What to do: Rewrite the items from the line containing "Q: Point out the column capital" up to and including the line containing "[96,0,104,6]", changing "portico" to "colonnade" and keeping everything else the same.

══ Entries provided ══

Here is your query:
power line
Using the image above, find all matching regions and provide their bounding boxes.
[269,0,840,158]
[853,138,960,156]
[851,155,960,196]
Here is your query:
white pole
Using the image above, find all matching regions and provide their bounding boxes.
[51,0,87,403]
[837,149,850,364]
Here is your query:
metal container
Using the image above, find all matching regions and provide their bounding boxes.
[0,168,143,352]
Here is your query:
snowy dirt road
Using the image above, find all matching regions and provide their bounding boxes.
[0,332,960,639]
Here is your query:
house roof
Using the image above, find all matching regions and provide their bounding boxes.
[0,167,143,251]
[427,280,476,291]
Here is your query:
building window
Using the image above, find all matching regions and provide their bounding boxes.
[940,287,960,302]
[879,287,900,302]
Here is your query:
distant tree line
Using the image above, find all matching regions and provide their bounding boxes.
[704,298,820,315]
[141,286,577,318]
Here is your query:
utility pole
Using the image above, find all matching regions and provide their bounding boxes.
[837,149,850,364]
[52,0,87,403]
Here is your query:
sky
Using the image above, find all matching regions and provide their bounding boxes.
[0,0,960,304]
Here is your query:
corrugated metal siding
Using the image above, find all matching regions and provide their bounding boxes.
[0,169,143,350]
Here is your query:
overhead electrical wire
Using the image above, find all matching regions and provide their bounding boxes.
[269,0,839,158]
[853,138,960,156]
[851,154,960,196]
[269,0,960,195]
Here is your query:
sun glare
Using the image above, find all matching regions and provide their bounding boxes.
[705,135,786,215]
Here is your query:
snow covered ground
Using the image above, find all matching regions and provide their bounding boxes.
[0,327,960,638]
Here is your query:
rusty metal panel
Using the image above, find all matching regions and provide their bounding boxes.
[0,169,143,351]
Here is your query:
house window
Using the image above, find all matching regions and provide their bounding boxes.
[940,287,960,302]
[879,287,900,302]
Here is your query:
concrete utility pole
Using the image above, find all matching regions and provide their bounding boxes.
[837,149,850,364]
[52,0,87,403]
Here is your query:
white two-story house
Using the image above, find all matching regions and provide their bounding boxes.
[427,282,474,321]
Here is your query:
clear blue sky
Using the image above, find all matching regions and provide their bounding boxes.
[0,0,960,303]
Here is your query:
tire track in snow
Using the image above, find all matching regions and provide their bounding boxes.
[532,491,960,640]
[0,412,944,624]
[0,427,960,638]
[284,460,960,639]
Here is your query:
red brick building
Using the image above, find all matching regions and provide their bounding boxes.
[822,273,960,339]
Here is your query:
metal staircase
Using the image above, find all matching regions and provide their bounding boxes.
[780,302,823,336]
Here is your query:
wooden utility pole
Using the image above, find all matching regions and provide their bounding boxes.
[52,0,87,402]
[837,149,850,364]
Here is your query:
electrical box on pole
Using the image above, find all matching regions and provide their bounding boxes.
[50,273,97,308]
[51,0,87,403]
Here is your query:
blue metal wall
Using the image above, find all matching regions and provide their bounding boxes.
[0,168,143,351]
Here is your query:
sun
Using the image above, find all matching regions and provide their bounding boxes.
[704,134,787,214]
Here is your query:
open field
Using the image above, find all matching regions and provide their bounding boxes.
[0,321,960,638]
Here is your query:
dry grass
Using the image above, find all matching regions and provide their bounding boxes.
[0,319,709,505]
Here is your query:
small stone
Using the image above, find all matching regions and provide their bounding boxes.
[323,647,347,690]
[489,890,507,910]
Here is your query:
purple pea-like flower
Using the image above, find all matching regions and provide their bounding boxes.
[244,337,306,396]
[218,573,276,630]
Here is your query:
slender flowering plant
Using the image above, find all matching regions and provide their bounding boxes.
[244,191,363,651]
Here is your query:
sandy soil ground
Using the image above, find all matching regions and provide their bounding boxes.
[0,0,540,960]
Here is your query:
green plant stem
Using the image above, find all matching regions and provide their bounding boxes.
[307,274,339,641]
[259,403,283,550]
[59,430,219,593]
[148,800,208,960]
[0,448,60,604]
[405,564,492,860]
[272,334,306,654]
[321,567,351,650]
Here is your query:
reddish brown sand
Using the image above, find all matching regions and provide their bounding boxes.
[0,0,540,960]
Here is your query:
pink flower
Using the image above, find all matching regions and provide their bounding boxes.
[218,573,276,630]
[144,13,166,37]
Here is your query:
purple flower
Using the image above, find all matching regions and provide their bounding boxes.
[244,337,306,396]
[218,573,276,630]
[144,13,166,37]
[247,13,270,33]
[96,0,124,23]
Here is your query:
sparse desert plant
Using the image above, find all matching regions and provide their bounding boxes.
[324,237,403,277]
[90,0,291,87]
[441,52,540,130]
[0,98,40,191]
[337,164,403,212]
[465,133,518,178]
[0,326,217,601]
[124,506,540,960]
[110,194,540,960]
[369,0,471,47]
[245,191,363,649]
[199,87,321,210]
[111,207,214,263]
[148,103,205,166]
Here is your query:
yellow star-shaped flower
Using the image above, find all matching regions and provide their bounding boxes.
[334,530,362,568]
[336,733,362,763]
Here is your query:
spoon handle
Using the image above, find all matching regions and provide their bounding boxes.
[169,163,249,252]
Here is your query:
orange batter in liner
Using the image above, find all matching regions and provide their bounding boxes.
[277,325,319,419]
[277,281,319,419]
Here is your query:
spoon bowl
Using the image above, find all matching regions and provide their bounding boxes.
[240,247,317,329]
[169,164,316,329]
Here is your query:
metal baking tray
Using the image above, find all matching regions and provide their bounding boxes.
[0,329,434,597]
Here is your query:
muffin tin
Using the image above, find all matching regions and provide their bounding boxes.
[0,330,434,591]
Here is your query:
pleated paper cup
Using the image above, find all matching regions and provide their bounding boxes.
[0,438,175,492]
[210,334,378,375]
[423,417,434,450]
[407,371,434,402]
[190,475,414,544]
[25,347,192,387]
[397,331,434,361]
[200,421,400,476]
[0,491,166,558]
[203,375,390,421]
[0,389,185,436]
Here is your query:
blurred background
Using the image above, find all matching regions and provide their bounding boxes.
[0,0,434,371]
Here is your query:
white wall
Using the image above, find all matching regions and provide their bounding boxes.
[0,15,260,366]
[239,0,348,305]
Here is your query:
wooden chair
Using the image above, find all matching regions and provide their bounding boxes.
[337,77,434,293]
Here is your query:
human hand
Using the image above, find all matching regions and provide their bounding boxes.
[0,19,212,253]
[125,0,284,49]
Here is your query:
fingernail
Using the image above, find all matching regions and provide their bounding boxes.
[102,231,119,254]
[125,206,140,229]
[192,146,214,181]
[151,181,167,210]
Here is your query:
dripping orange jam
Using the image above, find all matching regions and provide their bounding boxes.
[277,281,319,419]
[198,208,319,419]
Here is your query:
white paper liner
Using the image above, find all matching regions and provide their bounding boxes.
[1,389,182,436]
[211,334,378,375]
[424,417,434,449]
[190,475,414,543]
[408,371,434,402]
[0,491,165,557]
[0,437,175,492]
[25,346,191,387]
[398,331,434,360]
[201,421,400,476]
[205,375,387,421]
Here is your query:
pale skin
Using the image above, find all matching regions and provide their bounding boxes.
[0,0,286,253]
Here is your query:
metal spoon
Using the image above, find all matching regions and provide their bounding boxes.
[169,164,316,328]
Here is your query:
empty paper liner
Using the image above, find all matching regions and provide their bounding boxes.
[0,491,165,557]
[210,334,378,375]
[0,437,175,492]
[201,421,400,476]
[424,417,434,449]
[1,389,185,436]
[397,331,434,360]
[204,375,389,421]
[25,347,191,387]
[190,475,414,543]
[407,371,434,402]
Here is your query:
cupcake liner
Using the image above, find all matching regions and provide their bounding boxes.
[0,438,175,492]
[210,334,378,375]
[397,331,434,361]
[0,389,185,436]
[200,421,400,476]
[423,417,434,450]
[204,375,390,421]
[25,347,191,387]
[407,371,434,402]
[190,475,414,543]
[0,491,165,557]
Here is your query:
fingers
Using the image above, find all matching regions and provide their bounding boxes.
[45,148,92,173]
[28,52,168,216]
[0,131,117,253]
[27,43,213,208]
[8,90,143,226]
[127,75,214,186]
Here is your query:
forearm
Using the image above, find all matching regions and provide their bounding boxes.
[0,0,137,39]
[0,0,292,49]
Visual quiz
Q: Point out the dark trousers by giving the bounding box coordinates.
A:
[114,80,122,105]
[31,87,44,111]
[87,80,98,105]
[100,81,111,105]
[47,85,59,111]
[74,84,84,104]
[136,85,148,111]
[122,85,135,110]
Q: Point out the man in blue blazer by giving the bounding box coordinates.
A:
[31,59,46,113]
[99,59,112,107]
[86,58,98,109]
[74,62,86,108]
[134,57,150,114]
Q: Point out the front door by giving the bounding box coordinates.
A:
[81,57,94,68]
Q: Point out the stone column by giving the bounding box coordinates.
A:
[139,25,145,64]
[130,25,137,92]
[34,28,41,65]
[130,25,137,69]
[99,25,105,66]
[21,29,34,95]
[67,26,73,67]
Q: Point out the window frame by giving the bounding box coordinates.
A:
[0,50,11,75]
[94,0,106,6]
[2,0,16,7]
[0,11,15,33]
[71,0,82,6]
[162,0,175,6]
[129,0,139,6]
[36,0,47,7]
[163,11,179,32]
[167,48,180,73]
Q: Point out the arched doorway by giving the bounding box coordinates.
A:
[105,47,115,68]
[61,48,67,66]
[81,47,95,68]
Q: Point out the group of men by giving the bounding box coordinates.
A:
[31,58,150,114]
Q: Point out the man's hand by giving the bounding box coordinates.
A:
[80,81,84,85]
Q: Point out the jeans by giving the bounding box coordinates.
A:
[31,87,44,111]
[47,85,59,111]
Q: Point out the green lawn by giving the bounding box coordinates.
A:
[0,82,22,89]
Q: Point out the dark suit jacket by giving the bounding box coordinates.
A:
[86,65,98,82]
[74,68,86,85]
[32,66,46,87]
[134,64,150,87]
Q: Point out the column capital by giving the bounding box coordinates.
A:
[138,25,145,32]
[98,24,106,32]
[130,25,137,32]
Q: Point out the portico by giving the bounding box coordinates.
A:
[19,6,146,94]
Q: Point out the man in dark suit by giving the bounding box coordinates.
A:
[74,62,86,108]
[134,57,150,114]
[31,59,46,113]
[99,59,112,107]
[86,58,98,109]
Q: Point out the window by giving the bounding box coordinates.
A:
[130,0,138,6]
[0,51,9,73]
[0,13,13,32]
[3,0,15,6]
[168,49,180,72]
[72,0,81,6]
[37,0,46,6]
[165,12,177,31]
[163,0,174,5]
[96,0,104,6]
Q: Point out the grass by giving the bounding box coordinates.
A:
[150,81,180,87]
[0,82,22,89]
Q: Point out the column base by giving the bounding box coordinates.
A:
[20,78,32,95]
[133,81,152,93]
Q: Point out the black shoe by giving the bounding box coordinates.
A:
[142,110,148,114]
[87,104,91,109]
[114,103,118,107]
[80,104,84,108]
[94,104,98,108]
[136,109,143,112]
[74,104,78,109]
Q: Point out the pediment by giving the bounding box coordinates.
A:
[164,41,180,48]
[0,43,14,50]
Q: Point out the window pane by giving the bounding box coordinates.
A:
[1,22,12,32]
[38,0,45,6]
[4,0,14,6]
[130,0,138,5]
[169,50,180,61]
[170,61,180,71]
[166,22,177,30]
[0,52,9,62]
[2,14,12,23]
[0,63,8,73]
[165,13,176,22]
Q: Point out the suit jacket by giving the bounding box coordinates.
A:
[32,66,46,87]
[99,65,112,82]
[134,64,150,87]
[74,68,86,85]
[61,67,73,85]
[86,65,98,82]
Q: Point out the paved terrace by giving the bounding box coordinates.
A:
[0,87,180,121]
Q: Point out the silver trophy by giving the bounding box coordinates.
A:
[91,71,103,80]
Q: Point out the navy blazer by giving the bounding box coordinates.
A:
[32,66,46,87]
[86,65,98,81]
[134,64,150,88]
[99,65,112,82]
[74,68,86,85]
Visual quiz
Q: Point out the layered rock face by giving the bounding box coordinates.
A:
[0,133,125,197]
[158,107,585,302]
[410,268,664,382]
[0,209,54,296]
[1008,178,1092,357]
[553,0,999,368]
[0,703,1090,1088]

═══

Written reply:
Q: Point out the column capital by giving the bounding box coordinates.
A:
[138,25,145,32]
[98,24,106,32]
[130,25,137,32]
Q: Point out the colonnade by giving the bounding box coordinates.
A:
[19,6,146,94]
Q: Point out the man in dark suit by giving the bounding box coordinates.
A:
[74,62,86,108]
[134,57,150,114]
[31,59,46,113]
[99,59,112,107]
[86,58,98,109]
Q: Point out the window by giving the bounding box coordinates.
A:
[130,0,138,6]
[0,51,9,73]
[0,13,13,32]
[3,0,15,6]
[168,49,180,72]
[72,0,81,6]
[37,0,46,6]
[165,12,177,31]
[163,0,174,5]
[96,0,104,6]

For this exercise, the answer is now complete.